Excerpted data START

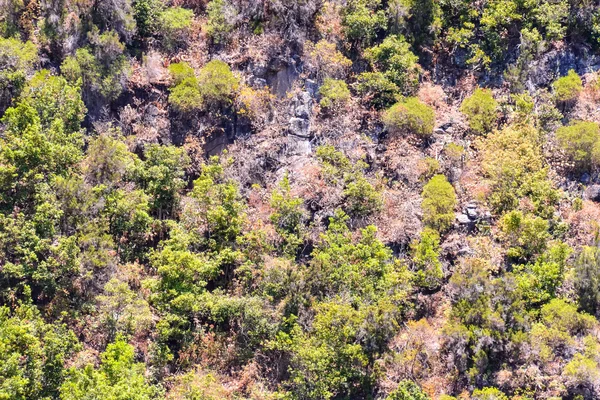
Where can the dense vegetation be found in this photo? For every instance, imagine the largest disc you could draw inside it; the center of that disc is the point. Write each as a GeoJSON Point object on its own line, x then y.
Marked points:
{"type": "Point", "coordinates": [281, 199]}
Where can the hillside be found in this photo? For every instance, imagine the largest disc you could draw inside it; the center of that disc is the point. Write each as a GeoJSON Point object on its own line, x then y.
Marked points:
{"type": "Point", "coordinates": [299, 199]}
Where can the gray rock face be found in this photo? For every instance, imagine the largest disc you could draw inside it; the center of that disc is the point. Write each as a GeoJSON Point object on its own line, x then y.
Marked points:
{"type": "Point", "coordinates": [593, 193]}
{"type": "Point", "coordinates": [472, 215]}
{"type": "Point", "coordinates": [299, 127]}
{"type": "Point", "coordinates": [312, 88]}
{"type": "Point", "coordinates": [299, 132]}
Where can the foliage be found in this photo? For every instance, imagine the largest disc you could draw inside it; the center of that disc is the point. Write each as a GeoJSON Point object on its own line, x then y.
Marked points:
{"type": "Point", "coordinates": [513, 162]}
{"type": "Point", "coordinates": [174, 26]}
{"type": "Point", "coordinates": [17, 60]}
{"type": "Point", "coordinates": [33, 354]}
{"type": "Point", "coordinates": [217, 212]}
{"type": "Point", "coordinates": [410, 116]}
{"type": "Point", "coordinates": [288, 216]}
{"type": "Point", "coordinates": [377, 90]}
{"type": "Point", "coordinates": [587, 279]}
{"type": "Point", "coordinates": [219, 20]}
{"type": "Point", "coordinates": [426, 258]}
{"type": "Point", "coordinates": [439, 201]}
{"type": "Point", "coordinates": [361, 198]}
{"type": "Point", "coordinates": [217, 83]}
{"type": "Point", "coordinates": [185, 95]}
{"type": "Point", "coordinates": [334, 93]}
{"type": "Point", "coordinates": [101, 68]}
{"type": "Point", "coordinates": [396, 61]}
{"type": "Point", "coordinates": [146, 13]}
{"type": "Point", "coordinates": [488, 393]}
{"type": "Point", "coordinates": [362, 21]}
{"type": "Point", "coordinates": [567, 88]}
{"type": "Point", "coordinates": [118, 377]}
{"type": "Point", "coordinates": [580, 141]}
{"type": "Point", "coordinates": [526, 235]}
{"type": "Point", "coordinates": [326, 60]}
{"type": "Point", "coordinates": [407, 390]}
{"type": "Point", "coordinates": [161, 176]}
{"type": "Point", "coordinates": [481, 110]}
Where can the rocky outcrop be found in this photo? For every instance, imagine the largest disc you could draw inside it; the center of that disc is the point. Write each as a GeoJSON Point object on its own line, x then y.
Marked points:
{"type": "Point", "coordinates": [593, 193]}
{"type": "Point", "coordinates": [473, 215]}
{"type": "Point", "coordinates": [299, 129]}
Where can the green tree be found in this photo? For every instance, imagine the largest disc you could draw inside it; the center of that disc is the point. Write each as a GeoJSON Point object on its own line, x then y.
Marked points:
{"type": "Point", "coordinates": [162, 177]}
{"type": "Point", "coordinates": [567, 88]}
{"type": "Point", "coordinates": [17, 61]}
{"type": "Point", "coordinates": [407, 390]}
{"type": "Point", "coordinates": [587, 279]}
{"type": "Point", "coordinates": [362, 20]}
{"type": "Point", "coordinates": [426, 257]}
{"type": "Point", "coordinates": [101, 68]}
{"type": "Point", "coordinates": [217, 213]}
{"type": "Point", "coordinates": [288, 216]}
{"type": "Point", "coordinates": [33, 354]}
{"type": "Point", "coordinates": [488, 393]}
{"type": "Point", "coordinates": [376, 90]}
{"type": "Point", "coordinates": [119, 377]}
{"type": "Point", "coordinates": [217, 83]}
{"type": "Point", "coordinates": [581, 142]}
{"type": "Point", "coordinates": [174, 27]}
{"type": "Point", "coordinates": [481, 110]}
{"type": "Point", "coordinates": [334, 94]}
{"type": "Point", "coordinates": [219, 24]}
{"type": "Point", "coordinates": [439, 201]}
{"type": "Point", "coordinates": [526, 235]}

Excerpted data END

What needs to be done
Write out every line of the entries above exactly, and omit their pictures.

Final answer
Where can the dense vegetation be found in this photo? For every instance, imagine the largest disc you could draw inside it; the center of that disc is the point. Write each as a GeoJSON Point object on its own line, x then y.
Marked points:
{"type": "Point", "coordinates": [281, 199]}
Where can the hillside be found in this photo? For every instance, imagine the largest disc you could draw inside it; the center of that disc is the point. Write each as a GeoJSON Point object on its own line, x then y.
Marked points:
{"type": "Point", "coordinates": [299, 199]}
Where can the gray rock face be found in this photo? For every instance, imagine the largest disc you could draw inside it; the center of that disc is the point. Write each as a GeoJSON Point object on its own line, x then y.
Marked points:
{"type": "Point", "coordinates": [593, 193]}
{"type": "Point", "coordinates": [472, 215]}
{"type": "Point", "coordinates": [299, 127]}
{"type": "Point", "coordinates": [312, 88]}
{"type": "Point", "coordinates": [299, 132]}
Where can the foliage be found in this photo? For every instance, imagine the largest disc you could draw inside it; the center of that disc is the point. Write each as a GeoJSON Point object on its own line, x then y.
Marked points:
{"type": "Point", "coordinates": [513, 162]}
{"type": "Point", "coordinates": [174, 26]}
{"type": "Point", "coordinates": [17, 60]}
{"type": "Point", "coordinates": [33, 354]}
{"type": "Point", "coordinates": [217, 212]}
{"type": "Point", "coordinates": [410, 116]}
{"type": "Point", "coordinates": [288, 216]}
{"type": "Point", "coordinates": [377, 90]}
{"type": "Point", "coordinates": [587, 279]}
{"type": "Point", "coordinates": [219, 20]}
{"type": "Point", "coordinates": [426, 258]}
{"type": "Point", "coordinates": [439, 201]}
{"type": "Point", "coordinates": [361, 198]}
{"type": "Point", "coordinates": [217, 83]}
{"type": "Point", "coordinates": [185, 95]}
{"type": "Point", "coordinates": [334, 93]}
{"type": "Point", "coordinates": [101, 68]}
{"type": "Point", "coordinates": [396, 61]}
{"type": "Point", "coordinates": [146, 13]}
{"type": "Point", "coordinates": [488, 393]}
{"type": "Point", "coordinates": [362, 21]}
{"type": "Point", "coordinates": [567, 88]}
{"type": "Point", "coordinates": [118, 377]}
{"type": "Point", "coordinates": [580, 141]}
{"type": "Point", "coordinates": [526, 235]}
{"type": "Point", "coordinates": [326, 60]}
{"type": "Point", "coordinates": [407, 390]}
{"type": "Point", "coordinates": [161, 176]}
{"type": "Point", "coordinates": [481, 110]}
Where can the rocky outcrop be found in this photo? For every instance, imagine the largest disc you could draw inside it; the center of that disc is the point. Write each as a GeoJSON Point object on its own line, x then y.
Marked points:
{"type": "Point", "coordinates": [593, 193]}
{"type": "Point", "coordinates": [473, 215]}
{"type": "Point", "coordinates": [299, 129]}
Where can the green tree be found in this photo? For every instance, imagine the largest disc you could draw inside it; the center of that disc is the point. Write each as a GeoJSON Point object on its own line, x then y.
Marked points:
{"type": "Point", "coordinates": [162, 177]}
{"type": "Point", "coordinates": [567, 88]}
{"type": "Point", "coordinates": [17, 61]}
{"type": "Point", "coordinates": [407, 390]}
{"type": "Point", "coordinates": [587, 279]}
{"type": "Point", "coordinates": [362, 20]}
{"type": "Point", "coordinates": [426, 257]}
{"type": "Point", "coordinates": [101, 68]}
{"type": "Point", "coordinates": [217, 213]}
{"type": "Point", "coordinates": [288, 216]}
{"type": "Point", "coordinates": [33, 354]}
{"type": "Point", "coordinates": [488, 393]}
{"type": "Point", "coordinates": [376, 90]}
{"type": "Point", "coordinates": [119, 377]}
{"type": "Point", "coordinates": [217, 83]}
{"type": "Point", "coordinates": [581, 142]}
{"type": "Point", "coordinates": [174, 27]}
{"type": "Point", "coordinates": [481, 110]}
{"type": "Point", "coordinates": [334, 94]}
{"type": "Point", "coordinates": [219, 24]}
{"type": "Point", "coordinates": [439, 201]}
{"type": "Point", "coordinates": [526, 235]}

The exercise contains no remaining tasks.